[Saved entries]
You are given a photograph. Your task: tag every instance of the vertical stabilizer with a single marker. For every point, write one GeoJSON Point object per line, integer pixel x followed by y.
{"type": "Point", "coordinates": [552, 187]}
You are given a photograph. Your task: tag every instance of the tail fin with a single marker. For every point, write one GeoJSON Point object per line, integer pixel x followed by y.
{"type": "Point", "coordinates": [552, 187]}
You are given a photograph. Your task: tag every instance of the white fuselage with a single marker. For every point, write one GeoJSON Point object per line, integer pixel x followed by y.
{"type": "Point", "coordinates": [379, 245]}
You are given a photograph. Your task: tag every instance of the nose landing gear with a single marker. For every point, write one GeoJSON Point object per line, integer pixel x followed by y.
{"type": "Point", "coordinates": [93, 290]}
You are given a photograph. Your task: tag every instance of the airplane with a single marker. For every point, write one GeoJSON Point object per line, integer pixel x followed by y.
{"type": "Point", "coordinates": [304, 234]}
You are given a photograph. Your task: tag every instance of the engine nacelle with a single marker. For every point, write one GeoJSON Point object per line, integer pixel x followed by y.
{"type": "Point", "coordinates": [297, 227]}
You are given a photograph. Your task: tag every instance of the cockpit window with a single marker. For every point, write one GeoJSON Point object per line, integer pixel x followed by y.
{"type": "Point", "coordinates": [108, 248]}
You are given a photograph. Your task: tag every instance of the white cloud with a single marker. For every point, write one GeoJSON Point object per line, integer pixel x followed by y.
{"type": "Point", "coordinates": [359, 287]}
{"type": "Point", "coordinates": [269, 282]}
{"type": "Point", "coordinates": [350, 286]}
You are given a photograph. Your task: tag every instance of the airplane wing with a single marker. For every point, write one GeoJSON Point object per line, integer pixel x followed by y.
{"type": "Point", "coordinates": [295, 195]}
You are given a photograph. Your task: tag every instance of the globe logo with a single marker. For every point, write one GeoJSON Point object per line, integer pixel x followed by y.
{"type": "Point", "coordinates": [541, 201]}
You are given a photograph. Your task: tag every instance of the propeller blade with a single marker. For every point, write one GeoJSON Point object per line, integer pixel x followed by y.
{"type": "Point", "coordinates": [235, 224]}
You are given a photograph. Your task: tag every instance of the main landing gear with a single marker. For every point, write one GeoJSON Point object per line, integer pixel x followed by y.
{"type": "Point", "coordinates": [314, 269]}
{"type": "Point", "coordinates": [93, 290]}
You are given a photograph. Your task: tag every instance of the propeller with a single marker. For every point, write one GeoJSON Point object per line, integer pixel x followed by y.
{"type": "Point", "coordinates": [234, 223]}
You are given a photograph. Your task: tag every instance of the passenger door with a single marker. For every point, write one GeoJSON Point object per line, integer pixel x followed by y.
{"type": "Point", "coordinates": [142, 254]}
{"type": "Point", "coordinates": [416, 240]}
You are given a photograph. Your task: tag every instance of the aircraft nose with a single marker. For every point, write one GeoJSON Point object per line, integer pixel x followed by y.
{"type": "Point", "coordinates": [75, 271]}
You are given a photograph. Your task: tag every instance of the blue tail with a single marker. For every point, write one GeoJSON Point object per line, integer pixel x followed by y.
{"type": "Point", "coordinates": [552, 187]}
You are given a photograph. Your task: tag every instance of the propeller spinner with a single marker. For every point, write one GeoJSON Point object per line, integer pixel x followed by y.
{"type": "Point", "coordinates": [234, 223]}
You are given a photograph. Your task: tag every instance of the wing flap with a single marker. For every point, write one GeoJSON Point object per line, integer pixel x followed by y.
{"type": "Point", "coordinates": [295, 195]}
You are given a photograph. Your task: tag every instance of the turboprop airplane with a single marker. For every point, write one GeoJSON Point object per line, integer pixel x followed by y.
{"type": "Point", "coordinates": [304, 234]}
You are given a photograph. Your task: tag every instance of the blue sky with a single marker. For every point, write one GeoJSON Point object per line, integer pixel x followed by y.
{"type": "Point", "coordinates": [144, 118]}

- [THE REQUEST]: Return all of the data above, reproducing every line without a single change.

- [CORRECT RESULT]:
You are given a photograph. Your task: tag every instance of the vertical stabilizer with a single marker. For every point, write one GeoJSON Point object per line, integer pixel x followed by y.
{"type": "Point", "coordinates": [552, 187]}
You are given a photograph. Your task: tag every instance of the tail fin with a single marker. For every point, write one GeoJSON Point object per line, integer pixel x followed by y.
{"type": "Point", "coordinates": [552, 187]}
You are given a photograph. Your task: tag every instance of the white fuselage with a single marker. For every point, write one GeoJSON Point object per line, integer pixel x followed by y.
{"type": "Point", "coordinates": [379, 245]}
You are given a photograph. Your task: tag every instance of the nose landing gear with a single marker. For every point, write one GeoJSON Point object per line, integer pixel x followed by y.
{"type": "Point", "coordinates": [93, 290]}
You are given a photograph. Your task: tag every instance of the airplane with a single marker. For every point, write one GeoJSON Point object per line, integer pixel x followed by y.
{"type": "Point", "coordinates": [304, 234]}
You are given a photograph. Your task: tag every instance of the engine nacelle with a single marker. For every point, write one GeoJSON Point object per line, integer pixel x followed by y.
{"type": "Point", "coordinates": [297, 227]}
You are given a photograph. Your task: tag every instance of the cockpit window with a single marker. For every point, write one GeoJSON Point object per line, integer pixel x followed by y.
{"type": "Point", "coordinates": [108, 248]}
You are given a photograph. Your task: tag every instance of the white cloud with a single marker. For every point, write one GeoJSON Point object per line, integer pixel x followed by y.
{"type": "Point", "coordinates": [359, 287]}
{"type": "Point", "coordinates": [269, 282]}
{"type": "Point", "coordinates": [350, 286]}
You are given a photograph. Your task: tag every instance of the airplane wing with a single marker. For every point, write one GeoJSON Point object per line, integer pixel x followed by y.
{"type": "Point", "coordinates": [295, 195]}
You are given a photograph. Your task: tag every instance of the globe logo with a single marker. For every point, write one GeoJSON Point object per line, integer pixel x followed by y.
{"type": "Point", "coordinates": [541, 201]}
You are given a photograph. Your task: tag every instance of the propeller blade with a single marker. For every point, write one GeoJSON Point object per line, integer pixel x followed by y.
{"type": "Point", "coordinates": [235, 224]}
You are given a photograph. Your task: tag every instance of the main landing gear with a single marker. For every point, write one GeoJSON Point object per line, integer pixel x followed by y.
{"type": "Point", "coordinates": [314, 269]}
{"type": "Point", "coordinates": [93, 290]}
You are given a photograph. Your task: tag every instance of the propeller with a single marker. For every point, write one GeoJSON Point object per line, integer pixel x followed by y.
{"type": "Point", "coordinates": [234, 223]}
You are given a photograph. Your task: tag every instance of the passenger door with a single marker. For every point, write one GeoJSON Point object per line, integer pixel x followed by y.
{"type": "Point", "coordinates": [142, 254]}
{"type": "Point", "coordinates": [416, 240]}
You are given a photograph. Your task: tag every instance of the aircraft nose with a single marker. For every point, write one GeoJSON Point object per line, integer pixel x followed by y.
{"type": "Point", "coordinates": [75, 271]}
You are given a photograph. Your task: tag every instance of the blue tail with a single marker. For every point, write one GeoJSON Point object per line, integer pixel x followed by y.
{"type": "Point", "coordinates": [552, 187]}
You are given a photograph. Your task: tag every instance of the propeller spinner with a single marker. For every point, write one GeoJSON Point object per line, integer pixel x followed by y.
{"type": "Point", "coordinates": [234, 223]}
You are given a photograph. Your task: tag every instance of the wing flap with a single marker. For every point, write one GeoJSON Point object per line, integer pixel x followed by y.
{"type": "Point", "coordinates": [295, 195]}
You are given a photograph. Your task: tag every instance of the turboprop airplane with a single marker. For every point, write one GeoJSON Point object per line, integer pixel x followed by y.
{"type": "Point", "coordinates": [304, 234]}
You are given a photograph. Your task: tag every instance of the blue sky with a single marker. For every point, write one GeoJSON Point object per line, integer pixel x followed by y.
{"type": "Point", "coordinates": [144, 118]}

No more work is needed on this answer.